**EXERCISE OBJECTIVE**
Cast all of the material below as a two-column CSV headed instruction and output, one row per instruction with its answer. Put each in a single quoted field, replacing line breaks with spaces.

_ _ _ _ _ _ _

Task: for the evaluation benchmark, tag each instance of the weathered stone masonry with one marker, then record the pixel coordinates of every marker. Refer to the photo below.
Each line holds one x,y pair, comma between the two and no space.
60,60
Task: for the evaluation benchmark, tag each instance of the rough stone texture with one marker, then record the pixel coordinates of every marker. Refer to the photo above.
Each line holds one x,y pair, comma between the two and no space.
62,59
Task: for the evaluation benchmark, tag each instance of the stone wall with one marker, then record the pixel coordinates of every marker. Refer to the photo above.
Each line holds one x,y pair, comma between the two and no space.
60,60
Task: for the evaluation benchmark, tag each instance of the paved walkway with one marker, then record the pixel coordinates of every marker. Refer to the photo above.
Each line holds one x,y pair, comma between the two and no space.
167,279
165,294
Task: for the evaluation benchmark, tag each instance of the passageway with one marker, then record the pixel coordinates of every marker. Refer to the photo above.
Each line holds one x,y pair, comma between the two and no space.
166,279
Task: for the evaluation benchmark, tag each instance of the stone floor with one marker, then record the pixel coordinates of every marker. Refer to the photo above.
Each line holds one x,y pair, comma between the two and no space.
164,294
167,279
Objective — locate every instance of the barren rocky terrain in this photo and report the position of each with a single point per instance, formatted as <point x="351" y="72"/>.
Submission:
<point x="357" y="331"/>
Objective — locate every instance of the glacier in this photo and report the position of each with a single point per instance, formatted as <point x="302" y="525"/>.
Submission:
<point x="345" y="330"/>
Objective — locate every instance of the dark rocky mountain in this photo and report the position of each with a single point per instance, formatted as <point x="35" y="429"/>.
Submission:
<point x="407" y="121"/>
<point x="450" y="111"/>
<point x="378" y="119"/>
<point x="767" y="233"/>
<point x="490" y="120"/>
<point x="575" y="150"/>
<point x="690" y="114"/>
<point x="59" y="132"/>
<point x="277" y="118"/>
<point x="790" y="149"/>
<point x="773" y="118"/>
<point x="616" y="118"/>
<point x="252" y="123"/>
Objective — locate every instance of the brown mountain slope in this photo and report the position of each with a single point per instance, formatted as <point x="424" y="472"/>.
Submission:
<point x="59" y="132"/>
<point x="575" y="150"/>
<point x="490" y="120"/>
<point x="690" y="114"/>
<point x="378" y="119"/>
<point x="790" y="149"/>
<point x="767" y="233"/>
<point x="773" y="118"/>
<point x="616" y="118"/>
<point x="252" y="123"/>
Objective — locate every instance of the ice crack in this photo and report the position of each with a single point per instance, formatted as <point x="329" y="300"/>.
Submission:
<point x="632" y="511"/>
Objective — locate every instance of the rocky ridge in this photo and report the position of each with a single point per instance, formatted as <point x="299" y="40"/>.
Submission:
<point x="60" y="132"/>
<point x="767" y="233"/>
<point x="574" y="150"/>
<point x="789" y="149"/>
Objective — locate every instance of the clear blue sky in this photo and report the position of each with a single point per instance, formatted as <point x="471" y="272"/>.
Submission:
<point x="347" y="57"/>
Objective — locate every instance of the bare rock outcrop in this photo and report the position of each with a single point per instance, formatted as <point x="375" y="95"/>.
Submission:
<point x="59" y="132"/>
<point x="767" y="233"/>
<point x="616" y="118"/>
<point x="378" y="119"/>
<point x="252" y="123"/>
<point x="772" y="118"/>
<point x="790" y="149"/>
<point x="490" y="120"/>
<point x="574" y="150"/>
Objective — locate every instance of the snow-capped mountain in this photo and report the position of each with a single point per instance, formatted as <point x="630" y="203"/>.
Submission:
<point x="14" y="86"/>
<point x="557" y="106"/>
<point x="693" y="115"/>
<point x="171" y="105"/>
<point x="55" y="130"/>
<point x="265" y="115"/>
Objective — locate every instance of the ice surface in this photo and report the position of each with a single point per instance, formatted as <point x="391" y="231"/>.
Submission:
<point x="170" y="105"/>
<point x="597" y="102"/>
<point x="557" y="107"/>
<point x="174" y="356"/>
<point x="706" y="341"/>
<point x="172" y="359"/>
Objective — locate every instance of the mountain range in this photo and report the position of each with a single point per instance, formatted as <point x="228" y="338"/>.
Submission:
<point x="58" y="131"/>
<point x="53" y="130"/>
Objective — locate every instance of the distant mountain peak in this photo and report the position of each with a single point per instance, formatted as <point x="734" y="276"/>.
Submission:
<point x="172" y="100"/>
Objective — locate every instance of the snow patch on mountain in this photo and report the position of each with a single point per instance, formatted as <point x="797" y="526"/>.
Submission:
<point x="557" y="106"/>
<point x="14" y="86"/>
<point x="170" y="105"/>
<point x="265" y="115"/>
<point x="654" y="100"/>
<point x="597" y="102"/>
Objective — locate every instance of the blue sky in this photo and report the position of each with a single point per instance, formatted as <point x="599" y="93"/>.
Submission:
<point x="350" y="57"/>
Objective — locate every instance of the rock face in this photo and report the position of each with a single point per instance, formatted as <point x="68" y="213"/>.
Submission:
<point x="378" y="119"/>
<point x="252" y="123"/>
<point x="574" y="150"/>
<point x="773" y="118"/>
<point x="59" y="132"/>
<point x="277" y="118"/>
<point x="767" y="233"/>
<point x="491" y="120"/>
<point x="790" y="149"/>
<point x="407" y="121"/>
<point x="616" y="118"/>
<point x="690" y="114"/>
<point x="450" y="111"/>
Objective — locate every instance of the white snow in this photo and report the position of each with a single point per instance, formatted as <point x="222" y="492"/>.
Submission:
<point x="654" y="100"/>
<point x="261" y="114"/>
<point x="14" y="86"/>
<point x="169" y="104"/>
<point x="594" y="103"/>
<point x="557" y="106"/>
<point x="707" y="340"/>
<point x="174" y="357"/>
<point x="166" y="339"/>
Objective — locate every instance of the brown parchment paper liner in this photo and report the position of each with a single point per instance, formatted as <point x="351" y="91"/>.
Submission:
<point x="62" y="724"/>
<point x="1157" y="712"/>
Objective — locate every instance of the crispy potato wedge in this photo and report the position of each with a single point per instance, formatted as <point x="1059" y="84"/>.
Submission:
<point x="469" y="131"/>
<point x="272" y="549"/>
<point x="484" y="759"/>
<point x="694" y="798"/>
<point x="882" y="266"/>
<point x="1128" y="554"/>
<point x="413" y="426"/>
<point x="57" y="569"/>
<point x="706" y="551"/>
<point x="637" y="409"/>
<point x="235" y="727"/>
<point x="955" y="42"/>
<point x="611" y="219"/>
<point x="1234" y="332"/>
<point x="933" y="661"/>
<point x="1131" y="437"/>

_ _ _ _ _ _ _

**EXERCISE SOLUTION**
instruction,output
"Task: for the evaluation benchmark, tag each instance of the weathered stone masonry with one marker, then record the pixel coordinates of every marker. Refer to the photo below. Each line holds one x,y pair, comma between the two and no space.","60,60"
"Task: for the evaluation benchmark, tag each instance of the rough stone texture with one marker, then record the pixel coordinates of every marker. Refer to the photo above. Each line holds one x,y pair, comma between the two and no space.","62,59"
"Task: for the evaluation benchmark, tag each instance of the stone wall with one marker, then record the pixel coordinates of every marker. Refer to the photo above. Each line holds one x,y pair, comma between the two and no space.","60,60"
"Task: for the evaluation benchmark, tag each instance of the paved walkway with one marker, then record the pixel coordinates of every marker. Refer to the photo above. Each line holds one x,y pair, comma between the two and no space.","167,279 165,294"
"Task: for the evaluation benchmark, tag each instance of the passageway with one marker, then record the pixel coordinates of every marker. Refer to the photo above. Each line holds one x,y pair, comma between the two and no space.","166,279"
"Task: for the evaluation benchmark, tag each instance of the stone floor with one marker, then record the pixel coordinates of every marker. Refer to the photo above. Each line holds one x,y pair, comma between the two and no space.","164,294 167,279"
"Objective — locate every instance of the barren rocky terrain in this photo and report the position of each with a single point per instance, formatted as <point x=""351"" y=""72""/>. Submission:","<point x=""357"" y=""331""/>"
"Objective — locate every instance of the glacier in this photo and report the position of each with a single point per instance, formatted as <point x=""302"" y=""525""/>. Submission:","<point x=""345"" y=""330""/>"
"Objective — locate every instance of the dark rocky mountain in this photo and report the position of each with a single point per instance, formatted as <point x=""35"" y=""429""/>. Submission:","<point x=""407"" y=""121""/> <point x=""450"" y=""111""/> <point x=""378"" y=""119""/> <point x=""767"" y=""233""/> <point x=""490"" y=""120""/> <point x=""575"" y=""150""/> <point x=""690"" y=""114""/> <point x=""59"" y=""132""/> <point x=""277"" y=""118""/> <point x=""790"" y=""149""/> <point x=""773"" y=""118""/> <point x=""616"" y=""118""/> <point x=""252"" y=""123""/>"
"Objective — locate every instance of the brown mountain slope in this photo and report the position of each with a single point per instance, formatted as <point x=""424"" y=""472""/>. Submission:","<point x=""59"" y=""132""/> <point x=""575"" y=""150""/> <point x=""490"" y=""120""/> <point x=""690"" y=""114""/> <point x=""378"" y=""119""/> <point x=""790"" y=""149""/> <point x=""767"" y=""233""/> <point x=""773"" y=""118""/> <point x=""616"" y=""118""/> <point x=""252"" y=""123""/>"
"Objective — locate every instance of the ice crack in this photo and report the position of each with a single point per instance, formatted as <point x=""329"" y=""300""/>. Submission:","<point x=""632"" y=""511""/>"
"Objective — locate every instance of the rocky ridge in this photo and report the position of each with a single point per instance, formatted as <point x=""299"" y=""40""/>. Submission:","<point x=""60"" y=""132""/> <point x=""767"" y=""233""/> <point x=""574"" y=""150""/> <point x=""789"" y=""149""/>"
"Objective — locate every instance of the clear blue sky in this photo and report the position of each with a single point per instance, formatted as <point x=""471"" y=""272""/>. Submission:","<point x=""347"" y=""57""/>"
"Objective — locate every instance of the bare rock outcrop in this photo and report the position of each with a single point per instance, formatted as <point x=""375"" y=""95""/>. Submission:","<point x=""59"" y=""132""/> <point x=""767"" y=""233""/> <point x=""616"" y=""118""/> <point x=""378"" y=""119""/> <point x=""252"" y=""123""/> <point x=""772"" y=""118""/> <point x=""790"" y=""149""/> <point x=""490"" y=""120""/> <point x=""574"" y=""150""/>"
"Objective — locate every instance of the snow-capped mountain in this photo and report the position of each with a single point per instance, formatted as <point x=""630"" y=""203""/>. Submission:","<point x=""14"" y=""86""/> <point x=""557"" y=""106""/> <point x=""693"" y=""115""/> <point x=""171"" y=""105""/> <point x=""55"" y=""130""/> <point x=""265"" y=""115""/>"
"Objective — locate every instance of the ice surface in this photo and report the position of each with a single point per instance, formatted as <point x=""391"" y=""231""/>. Submission:","<point x=""170"" y=""105""/> <point x=""597"" y=""102""/> <point x=""557"" y=""107""/> <point x=""174"" y=""356""/> <point x=""706"" y=""341""/> <point x=""172"" y=""359""/>"
"Objective — locate every instance of the mountain range in this photo and report the position of each with a single point per instance, formatted as <point x=""228"" y=""338""/>. Submission:","<point x=""58"" y=""131""/> <point x=""53"" y=""130""/>"
"Objective — locate every instance of the distant mountain peak in this photo and report the position of each with a single point per instance, formatted as <point x=""734"" y=""276""/>. Submission:","<point x=""172"" y=""100""/>"
"Objective — locate every instance of the snow patch on mountain in this photo and report the position of each with a single point per instance, formatted as <point x=""797"" y=""526""/>. Submission:","<point x=""557"" y=""106""/> <point x=""14"" y=""86""/> <point x=""170"" y=""105""/> <point x=""265"" y=""115""/> <point x=""654"" y=""100""/> <point x=""597"" y=""102""/>"
"Objective — locate every instance of the blue sky in this photo and report the position of each with a single point per instance, formatted as <point x=""599"" y=""93""/>. Submission:","<point x=""350"" y=""57""/>"
"Objective — locate every instance of the rock face in this photo and report the position of each with a single point per instance, formatted as <point x=""68"" y=""213""/>. Submission:","<point x=""378"" y=""119""/> <point x=""252"" y=""123""/> <point x=""574"" y=""150""/> <point x=""773"" y=""118""/> <point x=""59"" y=""132""/> <point x=""277"" y=""118""/> <point x=""767"" y=""233""/> <point x=""491"" y=""120""/> <point x=""790"" y=""149""/> <point x=""407"" y=""121""/> <point x=""616"" y=""118""/> <point x=""690"" y=""114""/> <point x=""450"" y=""111""/>"
"Objective — locate every instance of the white snow in this photo and report the position of each with a single point per instance, formatted as <point x=""222"" y=""492""/>. Submission:","<point x=""654"" y=""100""/> <point x=""261"" y=""114""/> <point x=""14"" y=""86""/> <point x=""169"" y=""104""/> <point x=""594"" y=""103""/> <point x=""557"" y=""106""/> <point x=""707"" y=""340""/> <point x=""174"" y=""357""/> <point x=""166"" y=""339""/>"
"Objective — locate every instance of the brown parchment paper liner in this photo and report the position of each with a single point per instance, formatted as <point x=""351"" y=""91""/>. Submission:","<point x=""62"" y=""724""/> <point x=""1157"" y=""712""/>"
"Objective — locate every instance of the crispy potato wedge in this photo and report the position of each with a single point per instance, formatted as <point x=""1059"" y=""84""/>. Submission:","<point x=""469"" y=""131""/> <point x=""272"" y=""549""/> <point x=""484"" y=""759""/> <point x=""694"" y=""798""/> <point x=""882"" y=""266""/> <point x=""1128"" y=""554""/> <point x=""413"" y=""426""/> <point x=""57"" y=""569""/> <point x=""706"" y=""551""/> <point x=""637"" y=""409""/> <point x=""235"" y=""727""/> <point x=""955"" y=""42""/> <point x=""611"" y=""219""/> <point x=""1234"" y=""332""/> <point x=""933"" y=""661""/> <point x=""1131"" y=""437""/>"